*Work request*. Retype the data that follows with no alterations, please.
⟨
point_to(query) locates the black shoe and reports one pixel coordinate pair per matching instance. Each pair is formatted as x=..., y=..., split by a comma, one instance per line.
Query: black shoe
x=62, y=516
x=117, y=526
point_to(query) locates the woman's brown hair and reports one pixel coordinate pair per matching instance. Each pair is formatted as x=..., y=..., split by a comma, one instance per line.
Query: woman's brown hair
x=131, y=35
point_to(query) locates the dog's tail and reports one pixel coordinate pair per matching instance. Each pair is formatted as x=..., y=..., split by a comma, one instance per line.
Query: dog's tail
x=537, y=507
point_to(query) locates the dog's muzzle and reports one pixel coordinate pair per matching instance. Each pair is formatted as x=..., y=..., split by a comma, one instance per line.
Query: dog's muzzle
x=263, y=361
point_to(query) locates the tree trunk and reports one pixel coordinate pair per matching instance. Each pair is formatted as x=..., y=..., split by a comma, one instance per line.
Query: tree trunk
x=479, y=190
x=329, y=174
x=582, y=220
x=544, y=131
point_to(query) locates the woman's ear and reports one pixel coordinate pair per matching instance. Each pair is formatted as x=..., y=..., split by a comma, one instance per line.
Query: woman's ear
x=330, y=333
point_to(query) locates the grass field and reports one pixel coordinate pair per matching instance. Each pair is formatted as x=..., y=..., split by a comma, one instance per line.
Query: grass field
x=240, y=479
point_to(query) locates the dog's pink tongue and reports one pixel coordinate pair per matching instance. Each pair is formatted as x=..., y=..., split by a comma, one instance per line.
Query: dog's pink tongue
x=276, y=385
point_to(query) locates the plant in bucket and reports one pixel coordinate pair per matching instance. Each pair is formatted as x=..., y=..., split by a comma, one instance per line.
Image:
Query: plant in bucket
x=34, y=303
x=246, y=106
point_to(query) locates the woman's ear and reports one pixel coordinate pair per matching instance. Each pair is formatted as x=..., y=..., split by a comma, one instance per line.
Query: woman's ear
⟩
*Response below*.
point_to(query) locates the black shoe and reports one pixel coordinate pair per matching instance. Each pair is formatted as x=..., y=..., split by a comma, one instance per line.
Query: black shoe
x=62, y=516
x=117, y=526
point_to(query) locates the woman's brown hair and reports one pixel coordinate pair per matching instance. Each pair is formatted as x=..., y=..., split by a comma, one instance per line.
Query: woman's brown hair
x=131, y=35
point_to(query) locates the dog's tail and reports one pixel coordinate pair per matching instance. Each pair is formatted as x=..., y=..., split by a comma, one instance per line.
Query: dog's tail
x=537, y=507
point_to(query) locates the dog's muzzle and reports one pixel coordinate pair per matching instance. Each pair is formatted as x=..., y=..., split by a comma, one instance per line.
Query: dog's muzzle
x=263, y=361
point_to(query) locates the tree trunk and reports one pixel coordinate pair per matching instance. Each pair is formatted as x=..., y=..., split by a comma, one instance per line.
Query: tree trunk
x=479, y=190
x=329, y=174
x=582, y=220
x=544, y=131
point_to(query) locates the woman's ear and reports one pixel coordinate pair per matching instance. Each pair is formatted as x=..., y=..., split by a comma, one instance per line.
Query: woman's ear
x=330, y=333
point_to(query) locates the grass field and reports one pixel coordinate pair per matching instance. Each pair is formatted as x=..., y=..., split by a comma, one instance per line.
Query: grass field
x=240, y=479
point_to(query) locates the dog's pink tongue and reports one pixel coordinate pair per matching instance. Each pair is formatted as x=..., y=..., split by a comma, one instance per line.
Query: dog's pink tongue
x=276, y=385
point_to(query) locates the plant in bucket and reports one pixel coordinate pair per matching instance. Each pair is formatted as x=..., y=..., split by a comma, one instance per line.
Image:
Query: plant in bucket
x=34, y=303
x=246, y=106
point_to(query) locates the woman's ear and reports one pixel coordinate pair per matching instance. Each pair is formatted as x=..., y=..., split by a comma, one instance per line.
Query: woman's ear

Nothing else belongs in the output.